CRUD apps (which I'll argue are the vast majority of applications) are easier to write, easier to understand, and easier to make have the behavior users expect when there's only one datastore and you never have to deal with eventual consistency or distributed or half-applied migrations.
As an anecdote, at a previous employer, we provided user accounts and OAuth for connecting these accounts to our API. We made separate user and OAuth services, with separate databases.
What resulted was an unnecessary amount of complexity in coordinating user deactivation, listing OAuth tokens for users, delegation, and doing all that while authenticating requests between microservices. Our API could not safely expose a method to deactivate a user and all of their OAuth tokens in a single DELETE. A single instance that handled both would have been easier to build and wasted less time up front dealing with complexity that we didn't need or make good use of for our scale at the time.
To solve this, we eventually merged all the data back into a single database, so we could expose sane invariants at the API level without needing to build an eventually-consistent message queue.
Perhaps, but even a single database alone doesn't ensure atomicity.
For instance: suppose you're deactivating a user. You've got a user table, with an id column and a "deactivated" column. Then you've got an OAuth tokens table, with a foreign key column to userid.
If you had two microservices hitting the same database, then you make a DELETE to the user service, which now needs to send a DELETE to the OAuth service. Now, regardless of which transaction you logically have go first, you have a race: two services with separate transactions are modifying the same DB. Whichever transaction commits, the other could fail, leaving your external view inconsistent.
One way to solve this is to have the OAuth service check the user table to see if the user is disabled, and treat all of the tokens for that user as deactivated, but then your OAuth service is tightly coupled to your user service's schema, which means you can no longer modify the two services separately. My impression is that this isn't really what people mean when they say "microservices".

• • •

DIRECTIONS >>
A. From the thread on microservices and databases, list every activity the writer says required an unnecessary amount of complexity once the user and OAuth services had separate databases.
B. In the thread on microservices and databases, which two columns does the example user table have?
C. Reproduce word for word the part of the thread on microservices and databases that opens with the words containing "To solve this, we" and closes with "eventually-consistent message queue.".

RAW DATA >>
• • •

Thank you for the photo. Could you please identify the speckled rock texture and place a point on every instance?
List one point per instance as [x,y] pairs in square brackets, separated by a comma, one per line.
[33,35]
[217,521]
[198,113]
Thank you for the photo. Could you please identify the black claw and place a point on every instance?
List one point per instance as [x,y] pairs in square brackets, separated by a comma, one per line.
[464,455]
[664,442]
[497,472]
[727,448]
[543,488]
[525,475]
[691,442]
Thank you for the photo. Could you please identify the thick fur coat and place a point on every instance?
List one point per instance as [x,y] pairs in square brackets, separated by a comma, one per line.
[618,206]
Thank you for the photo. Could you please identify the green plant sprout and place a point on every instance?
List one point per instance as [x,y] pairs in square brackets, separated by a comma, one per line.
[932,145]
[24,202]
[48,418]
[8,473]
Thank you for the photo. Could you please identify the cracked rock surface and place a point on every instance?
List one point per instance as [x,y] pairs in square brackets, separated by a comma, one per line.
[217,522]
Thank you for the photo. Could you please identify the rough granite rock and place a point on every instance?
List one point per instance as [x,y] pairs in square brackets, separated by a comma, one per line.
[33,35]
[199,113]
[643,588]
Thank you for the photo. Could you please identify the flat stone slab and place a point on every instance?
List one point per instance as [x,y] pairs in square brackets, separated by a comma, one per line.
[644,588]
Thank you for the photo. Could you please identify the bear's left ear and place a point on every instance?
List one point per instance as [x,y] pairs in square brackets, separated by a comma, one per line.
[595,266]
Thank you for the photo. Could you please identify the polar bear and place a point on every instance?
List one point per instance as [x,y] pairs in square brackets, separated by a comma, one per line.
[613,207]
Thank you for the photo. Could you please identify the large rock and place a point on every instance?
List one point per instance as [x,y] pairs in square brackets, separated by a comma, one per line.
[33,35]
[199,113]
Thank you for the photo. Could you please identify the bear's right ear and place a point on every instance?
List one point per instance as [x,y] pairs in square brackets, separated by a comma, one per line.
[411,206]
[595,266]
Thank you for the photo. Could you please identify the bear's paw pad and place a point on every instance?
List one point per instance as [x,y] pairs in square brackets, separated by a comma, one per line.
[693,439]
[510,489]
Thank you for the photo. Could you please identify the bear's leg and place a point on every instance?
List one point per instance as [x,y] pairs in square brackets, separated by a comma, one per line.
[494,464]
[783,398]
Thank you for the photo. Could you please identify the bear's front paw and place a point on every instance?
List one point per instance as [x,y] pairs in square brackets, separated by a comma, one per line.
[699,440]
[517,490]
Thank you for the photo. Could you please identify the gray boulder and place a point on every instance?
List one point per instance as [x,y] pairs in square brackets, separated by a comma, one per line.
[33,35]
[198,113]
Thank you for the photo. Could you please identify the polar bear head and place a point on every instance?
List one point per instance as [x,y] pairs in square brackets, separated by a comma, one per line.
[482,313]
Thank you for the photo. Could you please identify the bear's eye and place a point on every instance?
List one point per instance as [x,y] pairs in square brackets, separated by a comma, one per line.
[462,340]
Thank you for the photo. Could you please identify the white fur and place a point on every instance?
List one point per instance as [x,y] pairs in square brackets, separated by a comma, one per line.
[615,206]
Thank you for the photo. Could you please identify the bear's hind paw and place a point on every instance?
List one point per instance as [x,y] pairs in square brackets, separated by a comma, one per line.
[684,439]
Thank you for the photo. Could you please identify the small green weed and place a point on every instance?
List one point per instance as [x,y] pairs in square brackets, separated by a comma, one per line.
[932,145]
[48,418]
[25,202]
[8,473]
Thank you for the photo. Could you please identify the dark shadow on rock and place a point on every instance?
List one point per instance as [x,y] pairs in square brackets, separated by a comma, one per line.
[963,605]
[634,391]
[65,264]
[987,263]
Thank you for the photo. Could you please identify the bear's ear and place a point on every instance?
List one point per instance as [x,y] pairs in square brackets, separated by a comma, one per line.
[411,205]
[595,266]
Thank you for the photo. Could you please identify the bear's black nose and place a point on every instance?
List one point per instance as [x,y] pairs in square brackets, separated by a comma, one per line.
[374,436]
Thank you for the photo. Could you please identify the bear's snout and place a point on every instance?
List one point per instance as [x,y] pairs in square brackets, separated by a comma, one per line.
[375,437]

• • •

WORKED SOLUTIONS >>
A.
- Coordinating user deactivation
- Listing OAuth tokens for users
- Delegation
- Doing all that while authenticating requests between microservices

B. An id column and a "deactivated" column.

C.
To solve this, we eventually merged all the data back into a single database, so we could expose sane invariants at the API level without needing to build an eventually-consistent message queue.